(WORK INSTRUCTIONS):
Images do not belong in the copy. Set down all the entries exactly.
[Opening SUPPLIED MATERIAL section]
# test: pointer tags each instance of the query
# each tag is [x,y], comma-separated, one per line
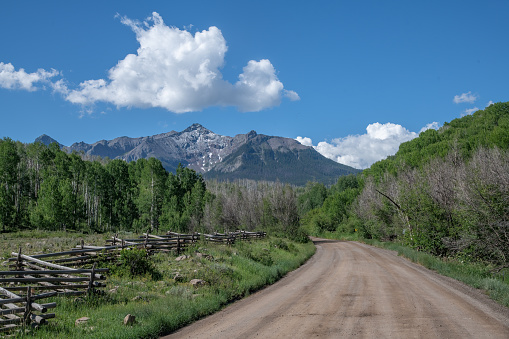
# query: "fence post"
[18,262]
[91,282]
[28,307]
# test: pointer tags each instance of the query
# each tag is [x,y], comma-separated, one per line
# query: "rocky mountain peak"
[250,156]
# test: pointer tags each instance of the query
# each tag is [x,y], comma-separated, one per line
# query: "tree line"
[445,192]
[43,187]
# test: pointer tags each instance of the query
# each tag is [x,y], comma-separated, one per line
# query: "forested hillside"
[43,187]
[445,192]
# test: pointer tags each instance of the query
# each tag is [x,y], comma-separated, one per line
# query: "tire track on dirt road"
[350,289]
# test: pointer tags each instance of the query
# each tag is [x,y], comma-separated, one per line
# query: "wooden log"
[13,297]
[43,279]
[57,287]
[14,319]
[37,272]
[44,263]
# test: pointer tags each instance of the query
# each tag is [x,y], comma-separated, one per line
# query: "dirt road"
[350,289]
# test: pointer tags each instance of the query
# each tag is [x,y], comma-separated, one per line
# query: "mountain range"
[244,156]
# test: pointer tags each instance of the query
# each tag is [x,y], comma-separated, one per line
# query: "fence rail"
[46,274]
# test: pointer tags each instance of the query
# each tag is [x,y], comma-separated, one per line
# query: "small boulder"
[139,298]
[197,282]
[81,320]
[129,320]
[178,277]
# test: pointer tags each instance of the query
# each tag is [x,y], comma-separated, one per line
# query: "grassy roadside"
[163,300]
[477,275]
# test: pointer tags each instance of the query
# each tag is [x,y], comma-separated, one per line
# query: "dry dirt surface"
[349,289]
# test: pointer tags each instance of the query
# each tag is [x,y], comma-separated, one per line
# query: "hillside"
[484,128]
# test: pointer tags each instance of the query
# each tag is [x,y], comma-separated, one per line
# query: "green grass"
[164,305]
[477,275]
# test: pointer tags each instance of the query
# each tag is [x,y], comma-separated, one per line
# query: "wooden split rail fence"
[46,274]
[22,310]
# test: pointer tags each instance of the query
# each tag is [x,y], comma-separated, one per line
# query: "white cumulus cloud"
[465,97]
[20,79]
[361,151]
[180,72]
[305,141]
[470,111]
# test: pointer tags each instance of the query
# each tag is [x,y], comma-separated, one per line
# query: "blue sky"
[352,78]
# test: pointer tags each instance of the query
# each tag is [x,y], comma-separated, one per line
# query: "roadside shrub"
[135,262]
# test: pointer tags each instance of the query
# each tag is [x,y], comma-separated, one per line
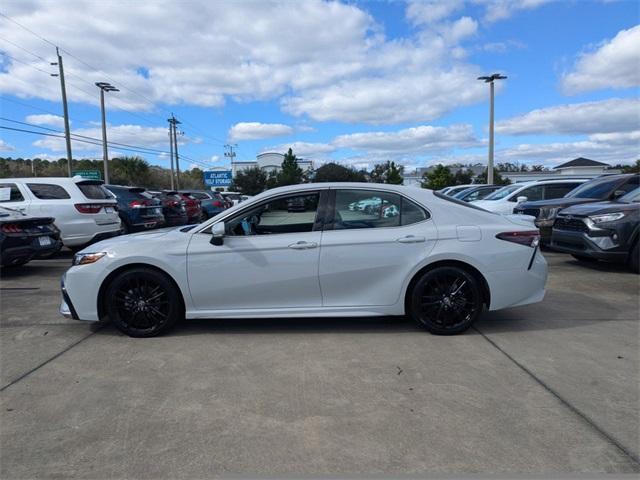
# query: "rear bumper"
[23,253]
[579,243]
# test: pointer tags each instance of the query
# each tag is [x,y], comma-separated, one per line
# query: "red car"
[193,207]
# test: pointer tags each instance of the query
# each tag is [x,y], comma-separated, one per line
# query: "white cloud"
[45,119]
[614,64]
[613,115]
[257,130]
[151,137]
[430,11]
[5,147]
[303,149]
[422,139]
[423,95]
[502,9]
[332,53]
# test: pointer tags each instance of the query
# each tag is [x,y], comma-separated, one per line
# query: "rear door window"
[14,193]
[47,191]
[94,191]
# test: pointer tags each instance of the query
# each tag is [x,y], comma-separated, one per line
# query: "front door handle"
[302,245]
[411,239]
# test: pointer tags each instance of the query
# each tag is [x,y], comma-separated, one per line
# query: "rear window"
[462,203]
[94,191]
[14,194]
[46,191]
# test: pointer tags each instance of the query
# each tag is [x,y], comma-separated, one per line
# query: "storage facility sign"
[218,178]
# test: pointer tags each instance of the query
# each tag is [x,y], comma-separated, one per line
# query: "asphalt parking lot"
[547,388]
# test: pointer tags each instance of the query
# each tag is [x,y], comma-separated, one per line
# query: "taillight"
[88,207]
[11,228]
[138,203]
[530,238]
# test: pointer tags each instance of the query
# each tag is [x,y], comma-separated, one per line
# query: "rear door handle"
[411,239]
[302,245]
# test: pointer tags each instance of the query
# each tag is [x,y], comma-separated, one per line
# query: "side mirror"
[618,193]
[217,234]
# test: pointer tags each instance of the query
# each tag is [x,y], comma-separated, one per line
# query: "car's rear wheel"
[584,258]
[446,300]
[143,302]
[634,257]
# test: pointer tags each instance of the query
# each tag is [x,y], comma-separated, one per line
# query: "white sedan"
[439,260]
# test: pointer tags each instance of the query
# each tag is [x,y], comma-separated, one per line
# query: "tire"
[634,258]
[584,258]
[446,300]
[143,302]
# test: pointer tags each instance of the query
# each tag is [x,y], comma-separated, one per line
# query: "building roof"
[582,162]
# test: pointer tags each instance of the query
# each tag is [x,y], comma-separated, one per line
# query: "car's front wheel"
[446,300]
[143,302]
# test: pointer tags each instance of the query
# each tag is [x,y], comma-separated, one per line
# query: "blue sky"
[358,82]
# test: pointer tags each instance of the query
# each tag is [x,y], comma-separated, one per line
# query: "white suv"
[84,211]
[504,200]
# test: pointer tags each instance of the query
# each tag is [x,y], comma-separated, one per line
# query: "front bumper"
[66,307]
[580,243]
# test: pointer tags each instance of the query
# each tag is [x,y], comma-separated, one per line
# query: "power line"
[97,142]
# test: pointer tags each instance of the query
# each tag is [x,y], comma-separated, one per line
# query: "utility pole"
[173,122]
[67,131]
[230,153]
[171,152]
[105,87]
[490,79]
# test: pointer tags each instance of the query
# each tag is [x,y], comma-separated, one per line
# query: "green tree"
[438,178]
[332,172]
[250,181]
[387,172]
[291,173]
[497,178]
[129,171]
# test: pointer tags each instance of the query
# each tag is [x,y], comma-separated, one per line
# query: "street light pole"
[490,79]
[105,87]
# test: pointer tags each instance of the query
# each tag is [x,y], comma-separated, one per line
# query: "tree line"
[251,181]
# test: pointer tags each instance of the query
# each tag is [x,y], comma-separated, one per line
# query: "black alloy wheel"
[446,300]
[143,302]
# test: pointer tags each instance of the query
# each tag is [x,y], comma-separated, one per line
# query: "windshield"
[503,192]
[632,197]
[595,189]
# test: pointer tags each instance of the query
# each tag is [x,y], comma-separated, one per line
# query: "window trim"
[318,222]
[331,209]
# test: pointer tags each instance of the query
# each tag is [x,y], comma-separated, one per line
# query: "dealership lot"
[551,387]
[Closing SUPPLIED MATERIAL section]
(RESULT OF THIS TASK):
# test: pointer tags each instance of the query
# each tag is [x,y], comma-separated, one per line
# query: "fence post"
[18,262]
[91,282]
[28,307]
# test: pointer tags each instance of the query
# each tag is [x,y], comma-separated, one per line
# query: "rocky mountain peak"
[250,156]
# test: pointer tags each instance of the query
# each tag is [x,y], comma-separated, one per line
# query: "tree line"
[445,192]
[43,187]
# test: pointer tags each instance of the query
# each tag is [x,y], comma-separated, one per line
# query: "forested hillside"
[43,187]
[445,192]
# test: pointer tags each instance of the query
# each tag is [x,y], comma-separated, one per line
# query: "tire track on dirt road"
[350,289]
# test: pointer tags each instance of the query
# each tag is [x,y], comma-separated, one per line
# query: "wooden log"
[13,297]
[43,279]
[57,287]
[14,319]
[37,272]
[44,263]
# test: pointer tags each instance of the query
# each tag is [x,y], comma-separated, one per line
# query: "dirt road"
[350,289]
# test: pointer tags each instance of the query
# each tag is [x,y], comma-separated, one per line
# query: "mountain range"
[244,156]
# test: pointer tags each instance of the query
# each tag is [x,y], comma-separated, one per line
# query: "fence rail"
[46,274]
# test: pointer tags each instance of the query
# each tag is [x,y], comma-separated, one per line
# query: "small boulder"
[139,298]
[197,282]
[81,320]
[129,320]
[178,277]
# test: pointer tags each instance of the query
# each tag is [x,y], comma-separated, one per line
# query: "grassy roadside"
[163,300]
[477,275]
# test: pointer tags each instance of the query
# each tag is [x,y], comma-separated, one per line
# query: "dry dirt surface"
[349,289]
# test: pointer tags each instance of the query
# each tag is [x,y], comma-separated, one per line
# query: "hillside"
[484,128]
# test: pointer tags each instance of the query
# each tag is [x,y], comma-separated, one per line
# query: "green grass"
[164,305]
[477,275]
# test: pointer tags each instance of the query
# each tag is [x,y], comma-separated, one per line
# query: "wooden split rail fence"
[46,274]
[22,310]
# test: pointer tags each instance of the query
# each tag is [x,y], comma-separated, one per line
# query: "white cumulus cloud"
[465,97]
[20,79]
[361,151]
[180,72]
[305,141]
[470,111]
# test: pointer tags each instance of the query
# each tag is [x,y], comma-separated, one per line
# query: "blue sky"
[352,78]
# test: pointer tags each instance of the query
# each tag is [x,y], comma-separated, one per line
# query: "roadside shrub"
[135,262]
# test: pointer tags each instance of the query
# each tag is [x,y], comma-separated, one per line
# query: "rear bumper"
[23,253]
[579,243]
# test: pointer tags each instance of the query
# each tag is [x,y], comma-separated, one per line
# query: "red car"
[193,207]
# test: pointer tags each instance of the query
# each tag is [x,y], comma-separated, one per line
# query: "white cloud"
[45,119]
[614,64]
[613,115]
[257,130]
[151,137]
[430,11]
[5,147]
[303,149]
[422,139]
[423,95]
[502,9]
[332,53]
# test: pointer tags each instance of the query
# each tag is [x,y], comma-separated, one per line
# query: "rear door window"
[14,193]
[47,191]
[94,191]
# test: pointer tags each instance of the query
# each tag is [x,y], comma-separated, one per line
# query: "front door handle"
[302,245]
[411,239]
# test: pointer tags each instance of the query
# each tag is [x,y], comma-separated, one per line
# query: "rear window"
[462,203]
[94,191]
[14,194]
[46,191]
# test: pointer tags each instance of the query
# each tag is [x,y], comma-separated, one per line
# query: "storage facility sign"
[218,178]
# test: pointer tags each instance of the query
# each tag is [x,y], comma-separated, one per line
# query: "asphalt parking lot"
[547,388]
# test: pointer tags each instance of the query
# each tag is [x,y], comma-separated, one per line
# query: "taillight"
[88,207]
[11,228]
[138,203]
[530,238]
# test: pointer tags each instance of the query
# each tag is [x,y], comma-separated, one per line
# query: "rear door handle"
[411,239]
[302,245]
# test: pointer tags each instance of the query
# each tag is [x,y], comma-separated, one per line
# query: "side mirror"
[618,193]
[217,234]
# test: pointer tags each instance of the query
# each tag is [x,y], comma-separated, one per line
# query: "car's rear wheel"
[584,258]
[446,300]
[143,302]
[634,257]
# test: pointer tags each instance of the query
# each tag is [x,y], comma-separated, one per line
# query: "white sedan"
[439,260]
# test: pointer tags each instance of the query
# each tag is [x,y], comma-separated, one per line
# query: "tire"
[634,258]
[584,258]
[446,300]
[143,302]
# test: pointer tags each instance of the query
# each tag is [x,y], comma-separated, one per line
# query: "building roof"
[582,162]
# test: pointer tags each instance of the query
# each tag is [x,y], comma-separated, one per line
# query: "car's front wheel"
[446,300]
[143,302]
# test: pointer tags each instance of the query
# each tag is [x,y], comma-separated, one per line
# query: "blue sky"
[358,82]
# test: pointer tags each instance of the query
# each tag is [x,y], comma-separated, one per line
# query: "white suv"
[84,211]
[504,200]
# test: pointer tags each instance of the query
# each tag is [x,y], comma-separated, one per line
# query: "front bumper"
[66,307]
[580,243]
# test: pointer tags each instance of the query
# each tag is [x,y], comma-separated, one per line
# query: "power line"
[97,142]
# test: pointer tags each instance of the query
# each tag is [x,y], comma-separated, one per line
# query: "utility pole"
[173,122]
[67,131]
[230,153]
[171,152]
[105,87]
[490,79]
# test: pointer tags each instance of the query
# each tag is [x,y], comma-separated, one per line
# query: "green tree"
[438,178]
[332,172]
[250,181]
[387,172]
[291,173]
[497,178]
[129,171]
# test: pointer tags each instance of the query
# each tag is [x,y], comma-separated, one per line
# query: "street light pole"
[490,79]
[105,87]
# test: pointer tags each instance of the query
# each tag is [x,y], comma-separated, one per line
# query: "tree line"
[251,181]
# test: pointer tags each instance of the query
# each tag is [x,y], comma-separated, one per line
# query: "black alloy wheel"
[446,300]
[143,302]
# test: pointer tags each instance of the query
# each tag is [x,y], comma-separated, one per line
# query: "windshield"
[503,192]
[632,197]
[595,189]
# test: pointer tags each instance of the query
# each tag is [x,y], comma-separated, one per line
# query: "window trim"
[318,222]
[331,209]
# test: pointer tags each instance of the query
# each tag is [x,y], comma-separated, one per line
# query: "dealership lot"
[551,387]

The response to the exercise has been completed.